> [MATERIAL FOR THIS EXERCISE]
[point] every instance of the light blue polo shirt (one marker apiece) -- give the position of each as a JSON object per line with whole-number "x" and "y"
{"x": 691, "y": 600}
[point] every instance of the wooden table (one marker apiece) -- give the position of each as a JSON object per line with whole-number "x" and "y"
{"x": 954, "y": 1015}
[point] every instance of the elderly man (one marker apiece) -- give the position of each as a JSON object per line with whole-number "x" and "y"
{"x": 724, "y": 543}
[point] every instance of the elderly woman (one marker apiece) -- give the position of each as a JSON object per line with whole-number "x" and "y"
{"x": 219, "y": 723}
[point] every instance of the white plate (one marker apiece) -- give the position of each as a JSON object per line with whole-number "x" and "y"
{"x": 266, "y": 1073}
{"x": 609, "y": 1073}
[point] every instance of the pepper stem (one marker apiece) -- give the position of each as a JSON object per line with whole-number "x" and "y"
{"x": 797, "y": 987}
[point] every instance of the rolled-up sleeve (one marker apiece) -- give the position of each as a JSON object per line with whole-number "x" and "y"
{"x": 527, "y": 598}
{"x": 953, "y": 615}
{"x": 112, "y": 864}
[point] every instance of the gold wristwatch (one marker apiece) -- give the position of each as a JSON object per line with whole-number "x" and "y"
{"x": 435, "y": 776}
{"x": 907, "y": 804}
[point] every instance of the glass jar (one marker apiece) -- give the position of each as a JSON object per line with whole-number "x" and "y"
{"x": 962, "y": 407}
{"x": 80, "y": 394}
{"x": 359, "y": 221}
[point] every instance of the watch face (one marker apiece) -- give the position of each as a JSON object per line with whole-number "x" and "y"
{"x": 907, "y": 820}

> [TRY IT] Restate all of the entries exactly, please.

> [RESPONSE AREA]
[point] every instance of the light blue polo shirt (one marker apiece) -- give the position of each as a JSON object per line with whole-number "x" and "y"
{"x": 691, "y": 600}
[point] every instance of the wooden table (one marker apiece) -- give the position of each as a JSON object per line with whole-number "x" and "y"
{"x": 954, "y": 1015}
[point] every instance of the elderly man (one marker apiece) -- give the position of each as a JSON object per line with whole-number "x" and "y"
{"x": 724, "y": 543}
[point] every instance of the elderly woman (one marker apiece) -- give the position of each as a JSON object per line with whole-number "x" and "y"
{"x": 219, "y": 723}
[point] every instance of the white plate (one marker apiece) -- give the position of each as a JSON object per line with whole-number "x" and "y"
{"x": 266, "y": 1073}
{"x": 609, "y": 1073}
[point] every instance of the pepper stem (one marker apiece) -- give the position of each as a JSON object per line with whole-number "x" and "y"
{"x": 797, "y": 987}
[point] every instance of the rolled-up sleeve (one marker apiece) -- give the position of each as a JSON object per line with whole-number "x" and "y"
{"x": 527, "y": 598}
{"x": 953, "y": 615}
{"x": 112, "y": 864}
[point] every instance of the gold wristwatch (one marker apiece) -- give the position of each as a JSON object per line with whole-number "x" and "y"
{"x": 435, "y": 776}
{"x": 907, "y": 804}
[point] every instance of the glass jar (one marker apiece) -- give the position of each as a JSON object per line with whole-number "x" and "y"
{"x": 962, "y": 407}
{"x": 80, "y": 394}
{"x": 359, "y": 221}
[point] every instance of the watch face (one marker apiece) -- give the position of each as a JSON object per line with whole-number "x" and "y"
{"x": 907, "y": 820}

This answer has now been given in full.